Images are to be excluded from the copy, and the records below reproduced word for word.

DATA FOR ANALYSIS Start Marker

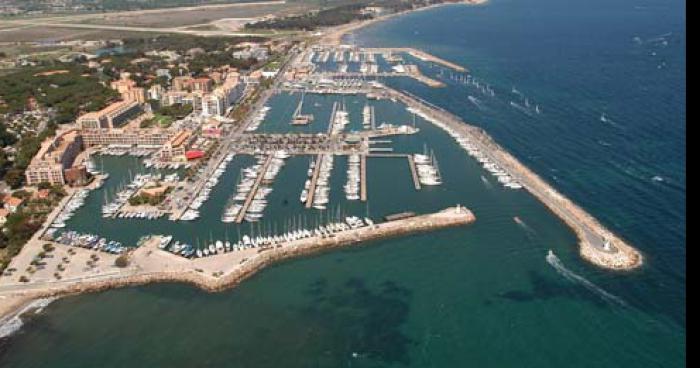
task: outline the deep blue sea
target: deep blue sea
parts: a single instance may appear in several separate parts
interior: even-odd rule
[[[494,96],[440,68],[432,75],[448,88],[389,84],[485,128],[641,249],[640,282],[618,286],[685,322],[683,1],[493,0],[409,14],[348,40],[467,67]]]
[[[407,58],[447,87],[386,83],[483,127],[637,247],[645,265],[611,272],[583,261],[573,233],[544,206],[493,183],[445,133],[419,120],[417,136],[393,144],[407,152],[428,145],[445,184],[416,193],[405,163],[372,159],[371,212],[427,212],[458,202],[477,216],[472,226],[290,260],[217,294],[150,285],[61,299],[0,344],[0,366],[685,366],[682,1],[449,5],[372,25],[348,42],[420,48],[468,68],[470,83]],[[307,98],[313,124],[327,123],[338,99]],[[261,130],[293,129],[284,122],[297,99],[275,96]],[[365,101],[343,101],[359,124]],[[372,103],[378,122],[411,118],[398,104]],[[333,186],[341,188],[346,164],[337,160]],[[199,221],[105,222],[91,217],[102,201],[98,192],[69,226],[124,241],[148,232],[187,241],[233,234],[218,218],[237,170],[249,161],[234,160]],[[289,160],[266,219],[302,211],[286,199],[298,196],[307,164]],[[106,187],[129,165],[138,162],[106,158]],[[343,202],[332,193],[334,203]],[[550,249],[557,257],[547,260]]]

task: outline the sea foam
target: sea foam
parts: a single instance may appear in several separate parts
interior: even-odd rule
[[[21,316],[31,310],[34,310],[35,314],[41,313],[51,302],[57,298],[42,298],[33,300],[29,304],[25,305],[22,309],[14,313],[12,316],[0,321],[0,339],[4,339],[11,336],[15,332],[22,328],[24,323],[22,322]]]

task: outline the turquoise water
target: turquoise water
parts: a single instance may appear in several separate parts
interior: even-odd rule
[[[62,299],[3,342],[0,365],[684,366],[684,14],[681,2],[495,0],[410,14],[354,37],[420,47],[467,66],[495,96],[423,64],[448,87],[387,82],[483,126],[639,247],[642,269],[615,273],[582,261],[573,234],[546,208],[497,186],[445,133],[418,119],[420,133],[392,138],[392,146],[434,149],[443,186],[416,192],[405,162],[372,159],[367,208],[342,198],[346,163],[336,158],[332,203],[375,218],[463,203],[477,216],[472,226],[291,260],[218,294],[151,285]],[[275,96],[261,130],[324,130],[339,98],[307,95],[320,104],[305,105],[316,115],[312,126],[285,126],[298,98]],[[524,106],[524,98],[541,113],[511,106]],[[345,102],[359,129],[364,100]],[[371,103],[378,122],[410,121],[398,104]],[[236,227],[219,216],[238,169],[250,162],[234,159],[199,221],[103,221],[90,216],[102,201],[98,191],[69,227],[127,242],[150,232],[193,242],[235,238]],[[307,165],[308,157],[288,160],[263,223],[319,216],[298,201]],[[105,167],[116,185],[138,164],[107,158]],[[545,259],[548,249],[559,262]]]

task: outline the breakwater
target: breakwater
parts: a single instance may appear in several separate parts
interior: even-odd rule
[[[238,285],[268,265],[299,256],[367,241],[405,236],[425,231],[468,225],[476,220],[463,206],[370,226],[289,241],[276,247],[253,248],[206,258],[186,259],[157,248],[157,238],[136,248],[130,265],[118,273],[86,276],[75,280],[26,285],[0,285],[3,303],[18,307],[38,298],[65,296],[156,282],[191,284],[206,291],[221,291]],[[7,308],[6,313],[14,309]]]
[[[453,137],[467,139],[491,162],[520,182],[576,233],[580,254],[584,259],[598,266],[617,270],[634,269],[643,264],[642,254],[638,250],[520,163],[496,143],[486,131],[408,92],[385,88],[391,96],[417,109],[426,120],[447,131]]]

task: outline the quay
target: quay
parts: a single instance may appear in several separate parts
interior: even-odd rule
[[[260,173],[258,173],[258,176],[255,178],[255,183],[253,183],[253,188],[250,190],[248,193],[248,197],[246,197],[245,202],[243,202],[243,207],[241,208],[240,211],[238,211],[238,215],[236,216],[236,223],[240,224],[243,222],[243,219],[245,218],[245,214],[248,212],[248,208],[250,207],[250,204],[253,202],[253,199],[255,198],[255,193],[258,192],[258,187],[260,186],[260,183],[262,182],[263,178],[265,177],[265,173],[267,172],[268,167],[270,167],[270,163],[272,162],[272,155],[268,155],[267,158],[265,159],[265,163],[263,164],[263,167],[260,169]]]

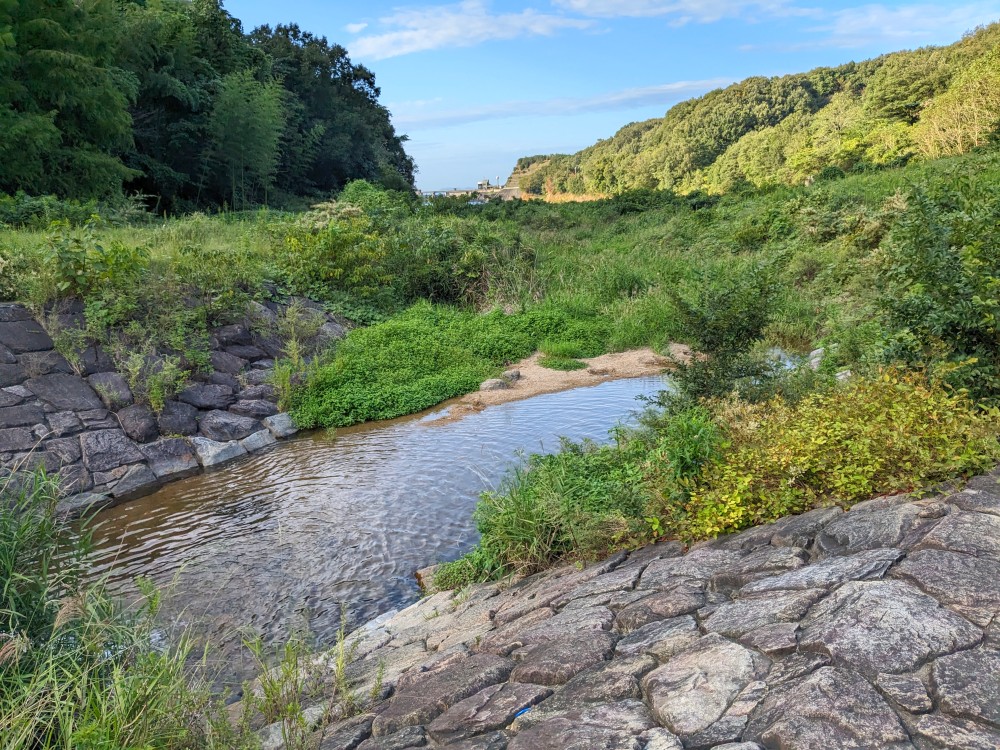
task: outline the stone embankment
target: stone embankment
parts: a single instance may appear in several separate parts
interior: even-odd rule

DATA FOR ANALYSIS End Marker

WRITTEN RESPONSE —
task: outline the deep blue sea
target: deep blue sea
parts: a single instance may appear in several separate parts
interior: even-odd rule
[[[494,96],[440,68],[432,75],[448,88],[389,84],[485,128],[641,249],[640,282],[618,286],[685,322],[683,1],[493,0],[409,14],[348,40],[467,67]]]
[[[407,58],[447,87],[386,83],[483,127],[637,247],[645,265],[611,272],[583,261],[573,233],[544,206],[493,183],[445,133],[419,120],[417,136],[393,144],[407,152],[428,145],[445,184],[416,193],[405,163],[372,159],[371,212],[427,212],[458,202],[477,216],[472,226],[290,260],[217,294],[150,285],[61,299],[0,344],[0,366],[685,366],[682,1],[449,5],[372,25],[348,42],[420,48],[468,68],[470,83]],[[307,98],[313,124],[327,123],[338,99]],[[261,130],[293,129],[284,122],[297,99],[275,96]],[[365,101],[343,101],[359,124]],[[372,103],[378,122],[411,118],[398,104]],[[333,186],[341,188],[346,164],[337,160]],[[199,221],[105,222],[91,217],[102,201],[98,192],[69,226],[124,241],[148,232],[187,241],[233,234],[218,218],[237,170],[249,161],[234,160]],[[289,160],[266,219],[302,211],[286,199],[298,196],[307,164]],[[106,187],[129,165],[138,162],[106,158]],[[343,202],[332,193],[334,203]],[[550,249],[557,257],[547,260]]]

task: outline the sea foam
target: sea foam
parts: a single instance may appear in several separate parts
interior: even-odd rule
[[[21,316],[31,310],[34,310],[35,314],[41,313],[51,302],[57,298],[42,298],[33,300],[29,304],[25,305],[22,309],[14,313],[12,316],[0,321],[0,339],[4,339],[11,336],[15,332],[22,328],[24,323],[22,322]]]

task: outline the turquoise water
target: turquoise water
parts: a single instance may appear in several separate parts
interior: even-odd rule
[[[62,299],[3,342],[0,365],[684,366],[684,14],[681,2],[495,0],[410,14],[354,37],[420,47],[467,66],[495,96],[423,64],[448,87],[387,82],[483,126],[639,247],[642,269],[615,273],[582,261],[573,234],[546,208],[497,186],[445,133],[418,119],[420,133],[392,138],[392,146],[434,149],[443,186],[416,192],[405,162],[372,159],[367,208],[342,198],[346,163],[336,158],[332,203],[375,218],[463,203],[477,216],[472,226],[291,260],[218,294],[151,285]],[[275,96],[261,130],[324,130],[339,98],[307,95],[320,104],[305,105],[316,115],[312,126],[285,126],[298,98]],[[524,106],[524,98],[541,113],[511,106]],[[345,102],[359,129],[364,100]],[[371,103],[378,122],[410,121],[398,104]],[[236,227],[219,216],[238,169],[250,162],[234,159],[199,221],[103,221],[90,216],[102,201],[98,191],[69,227],[127,242],[150,232],[193,242],[235,238]],[[307,165],[308,157],[288,160],[263,223],[319,216],[298,201]],[[105,167],[116,185],[138,164],[107,158]],[[545,259],[548,249],[559,262]]]

task: outline the breakwater
target: breakwater
parts: a single instance may appear in several separate parts
interior: even-odd rule
[[[238,285],[268,265],[299,256],[367,241],[405,236],[425,231],[468,225],[476,220],[463,206],[370,226],[289,241],[276,247],[253,248],[206,258],[186,259],[157,248],[157,238],[136,248],[130,265],[118,273],[86,276],[75,280],[26,285],[0,285],[3,303],[18,307],[38,298],[65,296],[156,282],[191,284],[206,291],[221,291]],[[7,308],[6,313],[14,309]]]
[[[453,137],[467,139],[491,162],[520,182],[576,233],[580,254],[584,259],[598,266],[617,270],[634,269],[643,264],[642,254],[638,250],[520,163],[496,143],[486,131],[408,92],[385,88],[391,96],[417,109],[426,120],[447,131]]]

task: outline the quay
target: quay
parts: a single instance may appear in several separate parts
interior: even-odd rule
[[[260,173],[258,173],[258,176],[255,178],[255,183],[253,183],[253,188],[250,190],[248,193],[248,197],[246,197],[245,202],[243,202],[243,207],[241,208],[240,211],[238,211],[238,215],[236,216],[236,223],[240,224],[243,222],[243,219],[245,218],[245,214],[248,212],[248,208],[250,207],[250,204],[253,202],[253,199],[255,198],[255,193],[258,192],[258,187],[260,186],[260,183],[262,182],[263,178],[265,177],[265,173],[267,172],[268,167],[270,167],[270,163],[272,162],[272,155],[268,155],[267,158],[265,159],[265,163],[263,164],[263,167],[260,169]]]

task: outline the stone embankment
target: stone embankment
parts: a single instance may appear in several separate parts
interior: even-odd rule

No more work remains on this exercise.